Passage given>
=====

The problem, in a nutshell, is how to reliably map USB devices into a docker container. The more specific problem, for me, is that I run the Home Assistant docker container (with docker-compose) and want to map in the USB ports for my Zigbee and Z-Wave interfaces. (I use the popular HUSBZB-1 combo dongle, which slightly complicates things, but that's incidental.) Things were pretty easy when I could always count on them being /dev/ttyUSB0`and /dev/ttyUSB1 on the host machine. When I started using an unrelated USB device on the same host machine, things turned into a little dance of plugging, unplugging, restarting containers, pulling out hair, etc.
It's easy to find solutions for creating reliable, persistent names for USB devices on Linux. The answer is to use something in udev rules. udev even has a really easy way to create a symlink with whatever fixed name you choose. It's very simple, and you will find zillions of internet articles describing how to do it. It doesn't take long to discover, however, that docker can't cope with mapping those host machine symlink names to a container device name. When you start looking for solutions to that problem, you find that it's been a docker sore spot for years and years.
The solution is to use hard links instead of symlinks. It's not particularly difficult, but it's also not particularly obvious if your only exposure to udev is from reading canned recipes on various web pages.
Here's how I did it. I have 3 USB devices of interest: the Zigbee and Z-Wave devices mentioned, and a 3D printer that I use with Octoprint in an unrelated docker container. There are many articles around to tell you how to find the internal details (vendor, serial number), etc of USB devices for use with udev, so I won't go into that here. However, I will direct your attention to the very useful pseudo-directory /dev/serial/by-id/. (There is also /dev/serial/by-path/. You don't want that one.) Without you doing anything, it will contain symlinks to your serial USB devices. Here's part of mine:
lrwxrwxrwx 1 root root 13 Sep 1 18:18 usb-Silicon_Labs_HubZ_Smart_Home_Controller_813004BE-if00-port0 -> ../../ttyUSB2 lrwxrwxrwx 1 root root 13 Sep 1 18:18 usb-Silicon_Labs_HubZ_Smart_Home_Controller_813004BE-if01-port0 -> ../../ttyUSB3
For a given device, the name of the symlink is always going to be the same (at least as far as I can tell). If docker could map symlinks to devices, that would be all you would need for reliable names. But, alas. There are various Linux utilities for dereferencing symlinks, and the one we want to use here is realpath. It provides an absolute path to the real file. (A commonly-suggested alternative, readlink, would only give you the relative path mentioned in the symlink, which is not directly helpful.)

=====

Stored records>
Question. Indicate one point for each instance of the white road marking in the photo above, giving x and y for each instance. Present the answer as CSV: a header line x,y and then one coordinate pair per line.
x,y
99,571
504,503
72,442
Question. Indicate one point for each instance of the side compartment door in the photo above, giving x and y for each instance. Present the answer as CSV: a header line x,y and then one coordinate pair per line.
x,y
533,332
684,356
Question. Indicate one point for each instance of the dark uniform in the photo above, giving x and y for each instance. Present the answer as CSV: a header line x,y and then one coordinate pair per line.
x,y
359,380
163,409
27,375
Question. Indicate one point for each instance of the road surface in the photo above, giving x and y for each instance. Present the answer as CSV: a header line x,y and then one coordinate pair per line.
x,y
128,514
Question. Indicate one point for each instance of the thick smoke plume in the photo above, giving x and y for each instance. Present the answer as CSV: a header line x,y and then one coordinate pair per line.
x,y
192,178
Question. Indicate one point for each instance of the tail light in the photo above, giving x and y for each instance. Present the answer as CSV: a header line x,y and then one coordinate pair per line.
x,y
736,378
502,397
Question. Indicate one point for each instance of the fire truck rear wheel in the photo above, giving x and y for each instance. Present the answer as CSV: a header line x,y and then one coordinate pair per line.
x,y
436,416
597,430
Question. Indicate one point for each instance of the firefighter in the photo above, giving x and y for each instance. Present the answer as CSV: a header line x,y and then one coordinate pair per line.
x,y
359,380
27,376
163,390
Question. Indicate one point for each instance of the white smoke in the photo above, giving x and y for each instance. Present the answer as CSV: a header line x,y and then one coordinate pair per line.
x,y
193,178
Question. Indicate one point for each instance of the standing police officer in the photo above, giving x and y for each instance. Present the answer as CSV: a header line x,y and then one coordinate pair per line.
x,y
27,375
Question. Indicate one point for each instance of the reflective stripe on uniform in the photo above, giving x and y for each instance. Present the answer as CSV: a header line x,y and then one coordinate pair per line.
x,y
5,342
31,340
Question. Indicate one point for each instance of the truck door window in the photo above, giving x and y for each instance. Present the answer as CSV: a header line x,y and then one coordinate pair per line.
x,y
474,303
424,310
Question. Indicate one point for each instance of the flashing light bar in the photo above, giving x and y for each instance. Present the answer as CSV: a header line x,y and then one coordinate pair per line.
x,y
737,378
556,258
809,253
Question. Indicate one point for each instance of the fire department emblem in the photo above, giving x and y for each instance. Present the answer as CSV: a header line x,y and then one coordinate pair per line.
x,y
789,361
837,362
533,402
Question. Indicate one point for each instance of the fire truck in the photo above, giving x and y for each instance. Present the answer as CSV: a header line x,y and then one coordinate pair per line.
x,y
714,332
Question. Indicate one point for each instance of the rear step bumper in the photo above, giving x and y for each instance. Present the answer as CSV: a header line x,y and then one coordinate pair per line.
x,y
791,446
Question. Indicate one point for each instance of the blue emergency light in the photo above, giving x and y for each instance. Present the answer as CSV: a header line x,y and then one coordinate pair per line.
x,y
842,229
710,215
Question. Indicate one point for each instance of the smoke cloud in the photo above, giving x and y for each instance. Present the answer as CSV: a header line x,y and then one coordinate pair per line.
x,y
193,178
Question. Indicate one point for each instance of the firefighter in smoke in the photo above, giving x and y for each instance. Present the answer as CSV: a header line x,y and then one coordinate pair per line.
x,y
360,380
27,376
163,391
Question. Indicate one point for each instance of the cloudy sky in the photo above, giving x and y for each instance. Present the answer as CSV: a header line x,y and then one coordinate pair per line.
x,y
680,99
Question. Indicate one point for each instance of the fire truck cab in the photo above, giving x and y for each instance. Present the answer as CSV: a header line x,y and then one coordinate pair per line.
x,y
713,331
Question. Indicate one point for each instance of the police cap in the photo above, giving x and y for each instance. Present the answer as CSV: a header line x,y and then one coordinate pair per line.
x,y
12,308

=====

Required work>
A – In the passage on mapping USB devices into docker, rename "dongle" to "adapter" and give the stretch from "The problem, in" through "out hair, etc." with that change.
B – In the passage on mapping USB devices into docker, which Linux utility is chosen for dereferencing symlinks?
Nothing in the stored records is needed.

Responses in order>
A –
The problem, in a nutshell, is how to reliably map USB devices into a docker container. The more specific problem, for me, is that I run the Home Assistant docker container (with docker-compose) and want to map in the USB ports for my Zigbee and Z-Wave interfaces. (I use the popular HUSBZB-1 combo adapter, which slightly complicates things, but that's incidental.) Things were pretty easy when I could always count on them being /dev/ttyUSB0`and /dev/ttyUSB1 on the host machine. When I started using an unrelated USB device on the same host machine, things turned into a little dance of plugging, unplugging, restarting containers, pulling out hair, etc.

B – realpath